◆ EXERCISE PROMPT ◆
What you give back should match the records word for word.

◆ SOURCE DATA ◆
___

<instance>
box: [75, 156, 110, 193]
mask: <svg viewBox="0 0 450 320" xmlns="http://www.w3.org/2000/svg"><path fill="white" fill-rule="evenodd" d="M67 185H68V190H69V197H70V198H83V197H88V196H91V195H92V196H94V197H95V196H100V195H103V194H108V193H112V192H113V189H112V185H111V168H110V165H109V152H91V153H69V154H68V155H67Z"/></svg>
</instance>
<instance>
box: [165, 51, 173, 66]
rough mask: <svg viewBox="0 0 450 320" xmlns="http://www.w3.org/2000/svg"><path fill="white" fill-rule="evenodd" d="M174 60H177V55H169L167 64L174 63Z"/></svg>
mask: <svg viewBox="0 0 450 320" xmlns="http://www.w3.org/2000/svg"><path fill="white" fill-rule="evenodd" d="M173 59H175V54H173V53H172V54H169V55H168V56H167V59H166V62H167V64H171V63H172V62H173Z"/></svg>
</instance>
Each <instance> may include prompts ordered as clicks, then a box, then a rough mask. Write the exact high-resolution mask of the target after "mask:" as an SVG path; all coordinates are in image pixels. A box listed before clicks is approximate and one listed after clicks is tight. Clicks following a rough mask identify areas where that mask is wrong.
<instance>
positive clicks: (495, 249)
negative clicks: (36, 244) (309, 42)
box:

___

◆ WRITTEN REPLY ◆
<instance>
box: [75, 156, 110, 193]
mask: <svg viewBox="0 0 450 320" xmlns="http://www.w3.org/2000/svg"><path fill="white" fill-rule="evenodd" d="M67 185H68V190H69V197H70V198H83V197H88V196H91V195H92V196H94V197H95V196H100V195H103V194H108V193H112V192H113V189H112V185H111V168H110V165H109V152H91V153H69V154H68V155H67Z"/></svg>
</instance>
<instance>
box: [165, 51, 173, 66]
rough mask: <svg viewBox="0 0 450 320" xmlns="http://www.w3.org/2000/svg"><path fill="white" fill-rule="evenodd" d="M174 60H177V55H169L167 64L174 63Z"/></svg>
mask: <svg viewBox="0 0 450 320" xmlns="http://www.w3.org/2000/svg"><path fill="white" fill-rule="evenodd" d="M173 59H175V54H173V53H172V54H169V55H168V56H167V59H166V62H167V64H171V63H172V62H173Z"/></svg>
</instance>
Each <instance> may include prompts ordered as clicks, then a box, then a rough mask. Write the exact high-resolution mask of the target after "mask:" as an SVG path; all coordinates are in image pixels. A box listed before clicks is approximate and one listed after clicks is tight. Clicks following a rough mask identify areas where that mask is wrong.
<instance>
positive clicks: (495, 249)
negative clicks: (36, 244) (309, 42)
box:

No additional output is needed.